• Task statement
Display each line of the items below that contains the word "tree".

Dataset rows on where objects appear:
..........
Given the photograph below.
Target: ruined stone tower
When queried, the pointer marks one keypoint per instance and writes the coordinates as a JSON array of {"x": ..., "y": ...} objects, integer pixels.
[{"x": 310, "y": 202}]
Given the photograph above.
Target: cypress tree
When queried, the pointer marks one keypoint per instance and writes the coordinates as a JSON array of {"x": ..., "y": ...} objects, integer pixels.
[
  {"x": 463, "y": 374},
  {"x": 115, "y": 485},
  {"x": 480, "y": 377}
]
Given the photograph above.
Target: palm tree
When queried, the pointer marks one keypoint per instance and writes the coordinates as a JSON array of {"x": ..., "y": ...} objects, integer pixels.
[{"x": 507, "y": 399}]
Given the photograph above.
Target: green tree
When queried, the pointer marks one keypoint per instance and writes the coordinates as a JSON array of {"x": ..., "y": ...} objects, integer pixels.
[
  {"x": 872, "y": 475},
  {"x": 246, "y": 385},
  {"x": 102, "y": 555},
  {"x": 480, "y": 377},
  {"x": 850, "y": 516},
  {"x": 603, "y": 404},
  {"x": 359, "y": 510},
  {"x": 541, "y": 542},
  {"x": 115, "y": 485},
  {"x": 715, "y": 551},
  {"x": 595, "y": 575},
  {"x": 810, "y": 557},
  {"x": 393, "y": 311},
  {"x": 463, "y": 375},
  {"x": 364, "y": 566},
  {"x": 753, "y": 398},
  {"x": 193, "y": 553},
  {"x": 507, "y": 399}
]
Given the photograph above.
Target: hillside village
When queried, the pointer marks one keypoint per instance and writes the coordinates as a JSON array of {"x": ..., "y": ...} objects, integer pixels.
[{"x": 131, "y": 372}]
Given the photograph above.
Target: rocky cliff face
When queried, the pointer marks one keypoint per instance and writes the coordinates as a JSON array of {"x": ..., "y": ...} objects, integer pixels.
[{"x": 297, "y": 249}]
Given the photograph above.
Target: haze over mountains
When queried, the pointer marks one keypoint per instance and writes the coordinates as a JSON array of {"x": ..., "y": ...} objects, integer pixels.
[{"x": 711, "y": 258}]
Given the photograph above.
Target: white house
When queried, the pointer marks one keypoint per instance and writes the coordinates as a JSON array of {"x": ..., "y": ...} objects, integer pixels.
..........
• Task answer
Target: cypress tree
Target: palm tree
Target: green tree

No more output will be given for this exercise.